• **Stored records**

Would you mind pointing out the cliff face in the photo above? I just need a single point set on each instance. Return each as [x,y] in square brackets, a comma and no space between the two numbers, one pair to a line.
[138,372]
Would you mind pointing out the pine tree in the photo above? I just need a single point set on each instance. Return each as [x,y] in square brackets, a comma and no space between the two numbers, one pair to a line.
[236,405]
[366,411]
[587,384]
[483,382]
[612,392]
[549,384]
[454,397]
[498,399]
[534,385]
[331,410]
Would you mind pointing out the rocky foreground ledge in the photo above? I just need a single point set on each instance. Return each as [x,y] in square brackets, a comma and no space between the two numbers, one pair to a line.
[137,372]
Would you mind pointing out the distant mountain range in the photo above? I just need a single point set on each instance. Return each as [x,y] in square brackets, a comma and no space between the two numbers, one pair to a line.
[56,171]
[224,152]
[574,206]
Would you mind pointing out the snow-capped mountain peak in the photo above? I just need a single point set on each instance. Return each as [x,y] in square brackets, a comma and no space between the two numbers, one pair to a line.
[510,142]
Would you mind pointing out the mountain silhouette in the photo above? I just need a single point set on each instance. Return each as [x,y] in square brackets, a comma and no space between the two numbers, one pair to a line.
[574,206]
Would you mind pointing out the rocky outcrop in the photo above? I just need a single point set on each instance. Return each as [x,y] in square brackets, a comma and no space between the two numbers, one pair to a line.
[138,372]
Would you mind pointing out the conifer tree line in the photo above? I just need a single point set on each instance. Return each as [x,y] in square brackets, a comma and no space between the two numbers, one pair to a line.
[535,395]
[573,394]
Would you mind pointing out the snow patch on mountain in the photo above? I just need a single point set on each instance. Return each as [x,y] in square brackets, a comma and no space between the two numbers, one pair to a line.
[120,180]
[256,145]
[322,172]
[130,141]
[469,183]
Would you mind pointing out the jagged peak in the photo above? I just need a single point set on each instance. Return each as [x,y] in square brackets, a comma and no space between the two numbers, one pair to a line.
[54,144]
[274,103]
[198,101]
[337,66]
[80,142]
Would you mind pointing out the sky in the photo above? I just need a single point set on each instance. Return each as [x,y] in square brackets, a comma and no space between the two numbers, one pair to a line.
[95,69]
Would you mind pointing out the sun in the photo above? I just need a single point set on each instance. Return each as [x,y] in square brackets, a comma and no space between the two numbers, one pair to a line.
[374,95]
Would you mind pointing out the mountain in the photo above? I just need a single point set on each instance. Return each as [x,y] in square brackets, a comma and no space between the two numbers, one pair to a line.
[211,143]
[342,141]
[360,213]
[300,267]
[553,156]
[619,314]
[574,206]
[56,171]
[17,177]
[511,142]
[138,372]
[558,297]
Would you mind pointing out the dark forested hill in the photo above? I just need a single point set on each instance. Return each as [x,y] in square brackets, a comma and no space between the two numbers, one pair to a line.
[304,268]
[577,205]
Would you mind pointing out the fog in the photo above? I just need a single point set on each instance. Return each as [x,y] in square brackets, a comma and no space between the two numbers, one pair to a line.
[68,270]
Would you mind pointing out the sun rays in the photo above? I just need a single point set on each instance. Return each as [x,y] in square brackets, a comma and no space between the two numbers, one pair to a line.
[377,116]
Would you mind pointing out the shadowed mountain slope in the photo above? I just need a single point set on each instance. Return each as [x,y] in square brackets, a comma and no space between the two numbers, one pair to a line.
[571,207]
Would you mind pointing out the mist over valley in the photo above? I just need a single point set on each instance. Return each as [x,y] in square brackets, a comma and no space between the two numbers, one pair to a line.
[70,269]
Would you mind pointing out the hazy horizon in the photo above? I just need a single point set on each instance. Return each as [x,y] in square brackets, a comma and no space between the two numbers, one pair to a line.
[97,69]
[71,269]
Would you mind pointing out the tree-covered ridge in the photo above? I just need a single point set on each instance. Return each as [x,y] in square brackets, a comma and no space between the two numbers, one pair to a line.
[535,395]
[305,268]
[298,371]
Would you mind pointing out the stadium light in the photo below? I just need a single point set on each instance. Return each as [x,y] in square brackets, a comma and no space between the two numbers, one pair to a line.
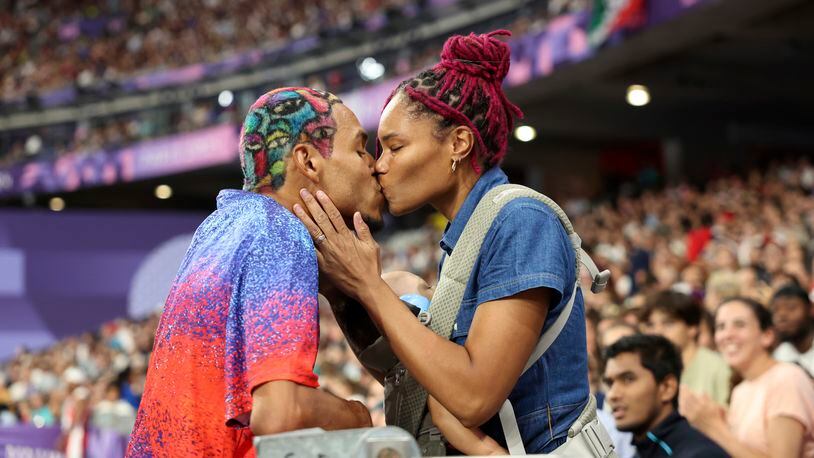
[163,192]
[370,69]
[638,95]
[525,133]
[56,204]
[225,98]
[33,145]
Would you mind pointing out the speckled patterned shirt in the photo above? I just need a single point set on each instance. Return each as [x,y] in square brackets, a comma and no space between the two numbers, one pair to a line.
[243,311]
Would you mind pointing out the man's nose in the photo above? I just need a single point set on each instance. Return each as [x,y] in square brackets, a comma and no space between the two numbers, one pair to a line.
[382,164]
[613,393]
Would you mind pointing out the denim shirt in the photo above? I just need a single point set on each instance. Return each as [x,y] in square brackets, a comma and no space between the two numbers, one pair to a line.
[526,247]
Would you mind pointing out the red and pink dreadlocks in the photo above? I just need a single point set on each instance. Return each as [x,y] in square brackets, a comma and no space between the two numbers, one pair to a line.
[465,89]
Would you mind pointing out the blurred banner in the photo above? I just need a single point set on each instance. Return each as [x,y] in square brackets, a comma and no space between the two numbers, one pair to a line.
[29,441]
[173,154]
[72,272]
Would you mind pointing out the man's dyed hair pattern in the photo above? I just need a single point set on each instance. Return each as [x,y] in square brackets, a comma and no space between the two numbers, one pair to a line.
[276,122]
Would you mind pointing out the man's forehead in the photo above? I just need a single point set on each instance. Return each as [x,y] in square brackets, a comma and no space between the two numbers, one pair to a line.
[347,121]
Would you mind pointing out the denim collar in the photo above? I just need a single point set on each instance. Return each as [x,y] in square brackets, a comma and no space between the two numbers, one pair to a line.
[657,437]
[491,178]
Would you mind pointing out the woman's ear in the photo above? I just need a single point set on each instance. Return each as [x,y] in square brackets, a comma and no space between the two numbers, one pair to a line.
[462,142]
[307,161]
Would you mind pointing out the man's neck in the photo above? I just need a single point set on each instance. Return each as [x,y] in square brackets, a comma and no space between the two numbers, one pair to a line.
[665,412]
[803,343]
[282,196]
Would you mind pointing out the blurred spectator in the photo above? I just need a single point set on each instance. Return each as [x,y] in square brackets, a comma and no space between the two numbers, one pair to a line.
[97,47]
[678,317]
[614,331]
[792,318]
[113,412]
[771,412]
[642,374]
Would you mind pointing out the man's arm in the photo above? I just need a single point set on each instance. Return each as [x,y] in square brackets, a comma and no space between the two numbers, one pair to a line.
[280,406]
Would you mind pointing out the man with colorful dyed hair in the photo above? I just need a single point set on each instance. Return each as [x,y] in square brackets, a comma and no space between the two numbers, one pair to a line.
[235,349]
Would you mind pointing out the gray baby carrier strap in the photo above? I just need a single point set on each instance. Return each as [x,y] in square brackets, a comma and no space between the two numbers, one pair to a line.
[411,413]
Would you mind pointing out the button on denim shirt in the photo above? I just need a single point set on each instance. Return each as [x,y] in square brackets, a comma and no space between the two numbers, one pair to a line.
[526,247]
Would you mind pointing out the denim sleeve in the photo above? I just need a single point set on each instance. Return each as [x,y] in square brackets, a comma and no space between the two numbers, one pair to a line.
[526,248]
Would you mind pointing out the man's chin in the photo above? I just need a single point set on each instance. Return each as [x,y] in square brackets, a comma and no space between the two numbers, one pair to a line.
[374,222]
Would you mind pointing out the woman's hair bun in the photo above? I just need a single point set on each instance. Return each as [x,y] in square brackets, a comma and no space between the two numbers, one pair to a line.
[483,56]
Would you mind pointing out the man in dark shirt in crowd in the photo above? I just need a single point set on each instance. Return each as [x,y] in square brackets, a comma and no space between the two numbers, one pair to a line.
[642,374]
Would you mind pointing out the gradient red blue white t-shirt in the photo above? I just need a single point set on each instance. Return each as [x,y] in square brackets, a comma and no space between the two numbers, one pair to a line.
[243,311]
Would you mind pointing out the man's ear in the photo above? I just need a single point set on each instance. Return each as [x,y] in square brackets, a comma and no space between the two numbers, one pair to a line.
[463,140]
[307,161]
[668,389]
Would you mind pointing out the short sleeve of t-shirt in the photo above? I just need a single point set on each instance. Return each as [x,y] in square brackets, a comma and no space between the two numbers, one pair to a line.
[526,248]
[273,326]
[795,399]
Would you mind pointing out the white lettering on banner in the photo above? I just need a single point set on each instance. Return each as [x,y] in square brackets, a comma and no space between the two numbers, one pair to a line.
[25,451]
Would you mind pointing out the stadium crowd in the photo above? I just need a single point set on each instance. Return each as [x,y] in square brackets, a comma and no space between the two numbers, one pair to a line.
[49,45]
[100,44]
[676,254]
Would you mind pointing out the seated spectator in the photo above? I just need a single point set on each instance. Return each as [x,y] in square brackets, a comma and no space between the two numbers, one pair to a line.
[678,317]
[642,374]
[792,318]
[615,331]
[771,413]
[113,412]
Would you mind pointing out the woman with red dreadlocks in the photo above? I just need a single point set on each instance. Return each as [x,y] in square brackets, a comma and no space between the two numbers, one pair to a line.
[442,137]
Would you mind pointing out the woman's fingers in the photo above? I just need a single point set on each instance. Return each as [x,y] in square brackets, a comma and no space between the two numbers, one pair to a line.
[317,213]
[309,223]
[332,212]
[362,230]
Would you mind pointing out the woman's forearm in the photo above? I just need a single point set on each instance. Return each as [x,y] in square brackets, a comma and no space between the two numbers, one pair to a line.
[720,433]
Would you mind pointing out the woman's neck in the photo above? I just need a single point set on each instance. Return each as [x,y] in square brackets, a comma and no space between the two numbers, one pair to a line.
[759,366]
[450,203]
[689,353]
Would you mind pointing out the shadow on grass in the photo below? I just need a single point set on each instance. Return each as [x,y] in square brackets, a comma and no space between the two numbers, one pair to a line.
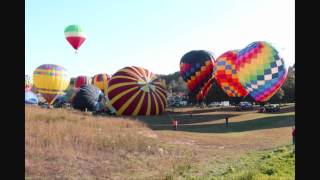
[206,110]
[183,118]
[249,125]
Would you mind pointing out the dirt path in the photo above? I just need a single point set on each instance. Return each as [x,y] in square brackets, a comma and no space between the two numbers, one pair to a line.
[229,145]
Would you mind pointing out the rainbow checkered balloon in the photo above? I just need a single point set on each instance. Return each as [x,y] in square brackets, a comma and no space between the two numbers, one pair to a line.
[260,70]
[226,75]
[196,70]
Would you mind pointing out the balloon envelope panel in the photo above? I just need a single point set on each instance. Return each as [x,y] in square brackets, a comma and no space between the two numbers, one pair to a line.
[101,81]
[226,75]
[196,69]
[50,80]
[82,80]
[75,36]
[261,70]
[136,91]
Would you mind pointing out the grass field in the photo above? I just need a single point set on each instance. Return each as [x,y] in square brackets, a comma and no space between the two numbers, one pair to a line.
[68,144]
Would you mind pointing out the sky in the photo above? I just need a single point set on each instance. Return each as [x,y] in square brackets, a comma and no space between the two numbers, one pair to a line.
[153,34]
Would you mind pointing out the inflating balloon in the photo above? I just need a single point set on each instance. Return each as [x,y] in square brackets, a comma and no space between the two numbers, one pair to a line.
[136,91]
[30,98]
[226,75]
[50,80]
[75,36]
[101,81]
[196,70]
[89,97]
[260,70]
[82,80]
[27,83]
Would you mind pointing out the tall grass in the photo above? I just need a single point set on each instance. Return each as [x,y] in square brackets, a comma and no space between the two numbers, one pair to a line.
[74,145]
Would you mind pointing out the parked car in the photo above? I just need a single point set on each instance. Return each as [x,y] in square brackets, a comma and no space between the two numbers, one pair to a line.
[244,106]
[214,104]
[270,108]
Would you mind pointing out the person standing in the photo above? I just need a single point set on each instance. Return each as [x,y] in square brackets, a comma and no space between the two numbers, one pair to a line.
[175,124]
[293,135]
[227,120]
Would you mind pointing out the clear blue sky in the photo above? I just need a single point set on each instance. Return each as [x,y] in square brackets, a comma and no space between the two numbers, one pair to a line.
[153,34]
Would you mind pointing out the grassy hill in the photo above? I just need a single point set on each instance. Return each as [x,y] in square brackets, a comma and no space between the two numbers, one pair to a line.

• **Directive**
Copy the lines of the records word for word, from the line containing "Would you mind pointing out the clear" through the last line of the records.

• **Task output**
Would you mind pointing out the clear blue sky in the photo above? I just need a single point set on each instance. Return each as [x,y] in square brackets, a comma and no space between the two numbers, one pair to a line.
[153,34]
Would you mind pointing out the grassy hill in the photo above? I just need a single point set on each instance. Return each as [x,y] in square brackets, a comma and no space between the two numbers, one pair to a line.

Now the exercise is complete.